> Task requirements
Extract each line of the material that contains the string "with". Case counts.
· · · · · · ·
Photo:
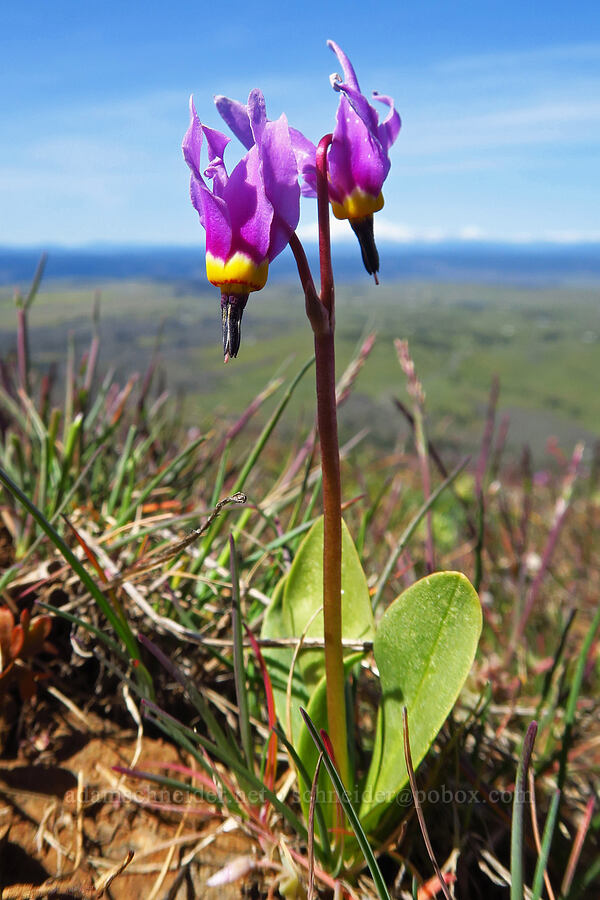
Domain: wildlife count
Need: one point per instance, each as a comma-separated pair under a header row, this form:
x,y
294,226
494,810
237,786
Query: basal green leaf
x,y
424,647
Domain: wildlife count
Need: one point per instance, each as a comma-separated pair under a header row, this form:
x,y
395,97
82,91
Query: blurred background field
x,y
536,329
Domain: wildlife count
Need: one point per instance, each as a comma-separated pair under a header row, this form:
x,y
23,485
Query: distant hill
x,y
527,264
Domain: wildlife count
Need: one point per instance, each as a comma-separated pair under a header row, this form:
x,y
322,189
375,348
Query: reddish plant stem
x,y
332,488
321,314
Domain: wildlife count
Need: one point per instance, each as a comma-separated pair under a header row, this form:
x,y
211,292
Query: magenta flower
x,y
358,160
250,215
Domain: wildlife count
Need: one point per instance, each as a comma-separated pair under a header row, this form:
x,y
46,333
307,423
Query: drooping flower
x,y
237,117
358,160
249,216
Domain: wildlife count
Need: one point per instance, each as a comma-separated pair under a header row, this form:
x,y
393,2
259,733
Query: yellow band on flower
x,y
239,274
357,205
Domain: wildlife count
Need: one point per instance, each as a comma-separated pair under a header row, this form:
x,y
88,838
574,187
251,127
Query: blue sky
x,y
500,104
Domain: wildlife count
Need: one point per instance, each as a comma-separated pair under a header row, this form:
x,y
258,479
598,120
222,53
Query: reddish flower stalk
x,y
321,314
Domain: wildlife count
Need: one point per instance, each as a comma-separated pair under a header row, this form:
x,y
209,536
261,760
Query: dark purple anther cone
x,y
232,308
363,229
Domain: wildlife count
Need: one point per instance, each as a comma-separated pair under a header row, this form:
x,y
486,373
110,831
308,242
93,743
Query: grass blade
x,y
349,810
517,837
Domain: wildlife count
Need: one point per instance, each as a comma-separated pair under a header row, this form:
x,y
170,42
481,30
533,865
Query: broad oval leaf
x,y
424,647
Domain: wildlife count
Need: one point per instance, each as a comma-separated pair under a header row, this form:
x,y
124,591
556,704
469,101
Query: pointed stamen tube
x,y
363,229
232,308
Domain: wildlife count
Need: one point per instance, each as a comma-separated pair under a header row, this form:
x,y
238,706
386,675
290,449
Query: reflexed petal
x,y
356,158
257,114
359,104
349,73
306,155
216,142
389,129
250,212
235,116
280,178
213,216
192,141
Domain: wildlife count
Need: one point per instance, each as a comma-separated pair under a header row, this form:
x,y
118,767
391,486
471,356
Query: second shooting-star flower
x,y
358,160
249,215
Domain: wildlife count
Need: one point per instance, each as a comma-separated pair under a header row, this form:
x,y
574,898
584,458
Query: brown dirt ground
x,y
67,821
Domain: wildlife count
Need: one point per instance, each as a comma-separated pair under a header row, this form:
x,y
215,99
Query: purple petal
x,y
214,217
280,176
257,114
192,141
306,155
360,105
349,73
356,158
250,212
389,129
216,142
235,116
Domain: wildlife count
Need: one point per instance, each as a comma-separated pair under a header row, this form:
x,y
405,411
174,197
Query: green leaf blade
x,y
424,648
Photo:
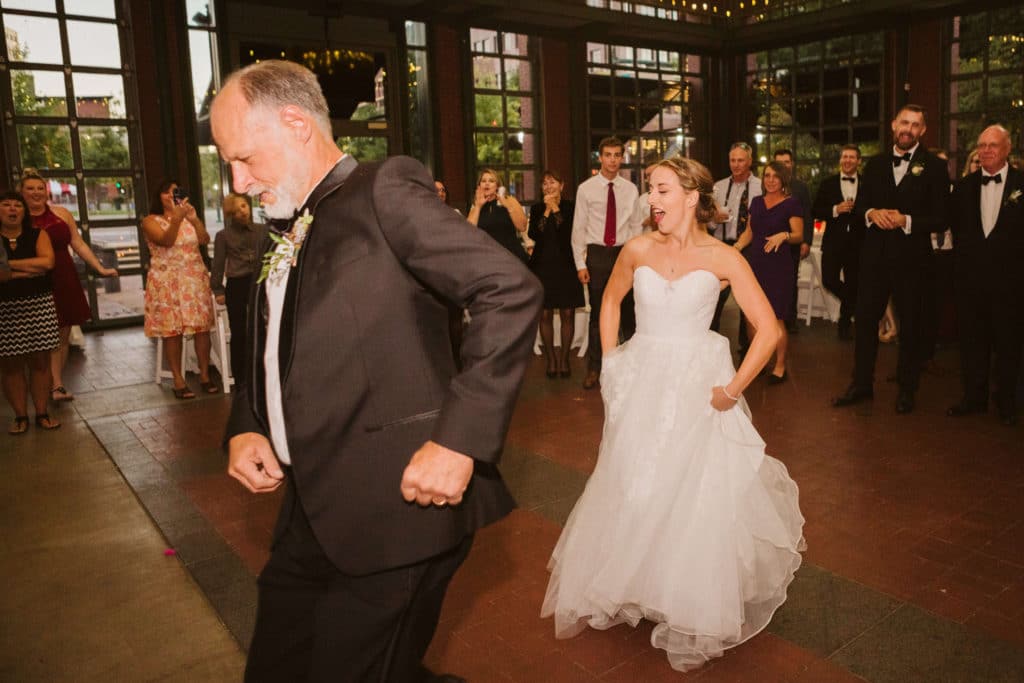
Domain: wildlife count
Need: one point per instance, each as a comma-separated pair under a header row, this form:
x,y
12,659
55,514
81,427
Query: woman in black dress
x,y
498,214
28,315
551,229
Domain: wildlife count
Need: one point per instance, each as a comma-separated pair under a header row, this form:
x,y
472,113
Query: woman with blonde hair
x,y
73,308
685,521
499,214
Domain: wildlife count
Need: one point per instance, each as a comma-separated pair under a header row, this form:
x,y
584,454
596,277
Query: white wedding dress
x,y
685,520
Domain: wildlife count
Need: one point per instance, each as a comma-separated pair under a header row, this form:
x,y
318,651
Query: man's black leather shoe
x,y
966,408
853,394
904,402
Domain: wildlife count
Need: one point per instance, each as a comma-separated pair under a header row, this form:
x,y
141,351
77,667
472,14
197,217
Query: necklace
x,y
13,241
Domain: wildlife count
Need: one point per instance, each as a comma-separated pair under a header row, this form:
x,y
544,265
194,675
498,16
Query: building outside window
x,y
204,59
69,93
813,98
983,79
651,99
506,113
418,107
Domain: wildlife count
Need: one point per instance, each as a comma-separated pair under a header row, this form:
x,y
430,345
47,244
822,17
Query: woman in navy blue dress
x,y
775,219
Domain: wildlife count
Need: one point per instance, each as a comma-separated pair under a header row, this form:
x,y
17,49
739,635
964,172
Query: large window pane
x,y
99,95
62,190
35,5
365,147
110,198
45,146
104,146
488,111
486,73
489,147
102,8
33,39
39,92
93,44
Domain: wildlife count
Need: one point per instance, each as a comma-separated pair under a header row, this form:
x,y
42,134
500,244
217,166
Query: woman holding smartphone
x,y
178,299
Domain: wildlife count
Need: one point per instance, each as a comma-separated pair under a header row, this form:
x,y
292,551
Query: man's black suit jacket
x,y
922,195
838,228
367,372
995,263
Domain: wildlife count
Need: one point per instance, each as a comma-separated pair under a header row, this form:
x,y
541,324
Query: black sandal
x,y
44,421
19,426
182,393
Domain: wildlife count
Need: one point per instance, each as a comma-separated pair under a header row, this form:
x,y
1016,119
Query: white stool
x,y
220,337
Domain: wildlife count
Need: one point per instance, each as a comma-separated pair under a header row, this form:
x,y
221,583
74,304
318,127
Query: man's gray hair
x,y
276,83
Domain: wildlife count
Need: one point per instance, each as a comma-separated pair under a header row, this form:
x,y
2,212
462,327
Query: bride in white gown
x,y
685,520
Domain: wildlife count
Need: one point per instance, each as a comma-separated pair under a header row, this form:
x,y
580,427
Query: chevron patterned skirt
x,y
28,325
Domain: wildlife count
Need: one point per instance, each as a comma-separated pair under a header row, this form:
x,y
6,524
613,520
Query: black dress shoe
x,y
966,408
853,394
904,402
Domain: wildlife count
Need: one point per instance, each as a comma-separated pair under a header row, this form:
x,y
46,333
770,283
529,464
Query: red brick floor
x,y
922,508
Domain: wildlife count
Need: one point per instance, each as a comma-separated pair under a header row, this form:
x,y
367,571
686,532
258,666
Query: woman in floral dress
x,y
178,300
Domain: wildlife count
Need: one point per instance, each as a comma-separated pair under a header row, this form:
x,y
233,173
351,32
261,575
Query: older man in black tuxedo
x,y
901,203
844,236
987,209
389,455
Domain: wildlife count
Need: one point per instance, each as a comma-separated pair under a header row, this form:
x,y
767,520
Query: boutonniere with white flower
x,y
285,253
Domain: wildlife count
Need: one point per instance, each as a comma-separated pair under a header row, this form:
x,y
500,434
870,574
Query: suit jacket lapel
x,y
331,182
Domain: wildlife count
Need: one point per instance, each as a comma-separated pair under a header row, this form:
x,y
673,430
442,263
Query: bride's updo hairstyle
x,y
693,176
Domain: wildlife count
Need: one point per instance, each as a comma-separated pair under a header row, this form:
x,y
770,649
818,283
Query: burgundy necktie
x,y
610,217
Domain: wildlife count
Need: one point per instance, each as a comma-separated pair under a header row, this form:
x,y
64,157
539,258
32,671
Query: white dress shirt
x,y
849,190
727,194
991,197
899,172
275,290
591,208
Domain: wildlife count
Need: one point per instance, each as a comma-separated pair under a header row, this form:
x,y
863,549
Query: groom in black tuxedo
x,y
843,237
901,203
987,209
387,454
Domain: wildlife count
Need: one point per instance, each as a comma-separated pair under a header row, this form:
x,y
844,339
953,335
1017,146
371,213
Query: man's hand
x,y
436,475
882,218
251,461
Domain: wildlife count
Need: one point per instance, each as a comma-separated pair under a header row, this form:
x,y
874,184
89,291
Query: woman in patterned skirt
x,y
178,299
68,295
28,316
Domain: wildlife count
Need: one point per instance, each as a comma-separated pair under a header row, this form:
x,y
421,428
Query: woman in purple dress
x,y
775,219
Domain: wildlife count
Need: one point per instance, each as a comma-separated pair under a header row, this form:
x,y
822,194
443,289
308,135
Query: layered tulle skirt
x,y
685,521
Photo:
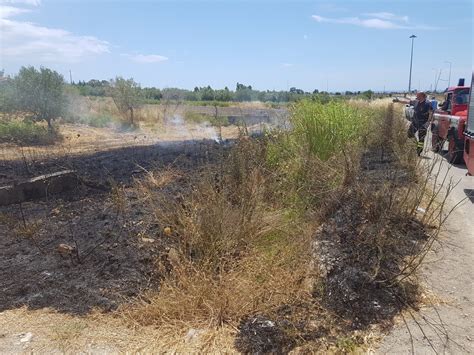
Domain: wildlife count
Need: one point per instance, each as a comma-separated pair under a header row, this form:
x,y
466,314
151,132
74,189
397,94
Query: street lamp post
x,y
411,62
449,78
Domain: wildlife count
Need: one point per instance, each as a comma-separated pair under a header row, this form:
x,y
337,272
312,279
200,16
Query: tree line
x,y
242,93
44,94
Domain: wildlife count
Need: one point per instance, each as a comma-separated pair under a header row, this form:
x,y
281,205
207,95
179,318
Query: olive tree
x,y
126,94
40,92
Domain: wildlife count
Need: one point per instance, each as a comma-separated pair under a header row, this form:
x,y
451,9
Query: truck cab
x,y
469,135
449,121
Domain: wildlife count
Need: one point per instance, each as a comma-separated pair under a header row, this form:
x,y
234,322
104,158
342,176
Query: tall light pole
x,y
411,62
449,78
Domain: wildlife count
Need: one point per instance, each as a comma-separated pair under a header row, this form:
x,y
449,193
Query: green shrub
x,y
93,120
201,118
26,132
329,129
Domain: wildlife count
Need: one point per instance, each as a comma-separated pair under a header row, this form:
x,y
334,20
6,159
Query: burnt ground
x,y
115,247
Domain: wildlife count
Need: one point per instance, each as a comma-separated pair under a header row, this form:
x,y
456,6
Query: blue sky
x,y
340,45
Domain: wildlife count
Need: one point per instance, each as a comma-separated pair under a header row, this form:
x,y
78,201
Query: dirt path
x,y
446,324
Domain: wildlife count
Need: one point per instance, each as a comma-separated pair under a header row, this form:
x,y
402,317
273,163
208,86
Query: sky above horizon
x,y
334,45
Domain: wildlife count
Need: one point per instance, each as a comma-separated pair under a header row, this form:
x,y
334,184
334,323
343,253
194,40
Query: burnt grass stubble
x,y
103,219
113,264
359,251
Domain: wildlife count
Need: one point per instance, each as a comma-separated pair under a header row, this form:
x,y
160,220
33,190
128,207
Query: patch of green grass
x,y
26,132
100,120
331,128
200,118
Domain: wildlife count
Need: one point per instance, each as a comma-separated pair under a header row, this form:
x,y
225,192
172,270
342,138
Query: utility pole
x,y
411,62
437,80
436,75
449,78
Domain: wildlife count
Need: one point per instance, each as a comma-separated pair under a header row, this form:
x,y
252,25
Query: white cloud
x,y
369,23
10,11
390,22
146,58
387,16
24,2
23,41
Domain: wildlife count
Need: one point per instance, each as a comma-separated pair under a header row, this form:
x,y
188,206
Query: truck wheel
x,y
436,142
455,154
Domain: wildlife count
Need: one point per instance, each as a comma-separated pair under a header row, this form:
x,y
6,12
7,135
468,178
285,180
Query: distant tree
x,y
207,94
40,92
7,95
126,94
368,94
223,95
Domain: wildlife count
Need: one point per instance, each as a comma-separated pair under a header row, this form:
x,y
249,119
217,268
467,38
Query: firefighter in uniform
x,y
420,121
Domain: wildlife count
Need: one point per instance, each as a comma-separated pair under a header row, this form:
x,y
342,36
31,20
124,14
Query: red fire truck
x,y
469,134
449,121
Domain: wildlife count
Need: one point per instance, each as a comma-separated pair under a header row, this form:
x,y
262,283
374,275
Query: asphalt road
x,y
446,324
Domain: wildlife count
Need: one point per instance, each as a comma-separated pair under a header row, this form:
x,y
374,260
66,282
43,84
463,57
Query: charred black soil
x,y
111,244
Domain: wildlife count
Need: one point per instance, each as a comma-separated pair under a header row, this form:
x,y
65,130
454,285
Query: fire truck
x,y
449,121
469,134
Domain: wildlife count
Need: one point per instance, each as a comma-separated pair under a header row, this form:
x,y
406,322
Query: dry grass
x,y
235,254
241,236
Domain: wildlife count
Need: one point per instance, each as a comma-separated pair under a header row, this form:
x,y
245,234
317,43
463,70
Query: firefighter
x,y
420,120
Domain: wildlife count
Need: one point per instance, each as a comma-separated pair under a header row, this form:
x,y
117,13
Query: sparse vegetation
x,y
40,93
127,97
26,132
303,237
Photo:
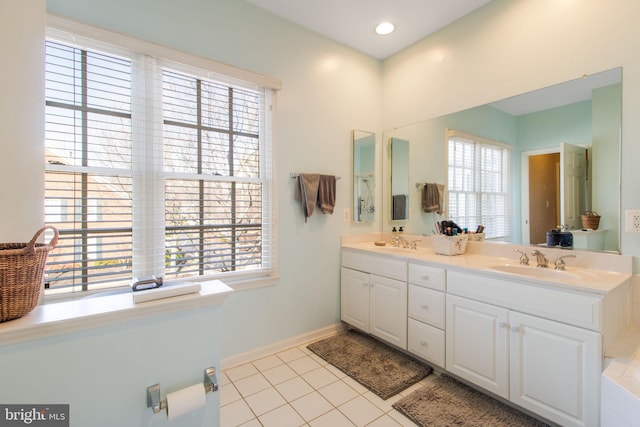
· · · · · · ·
> Result of the exercise
Query: woman with blonde hair
Query: boutonniere with white flower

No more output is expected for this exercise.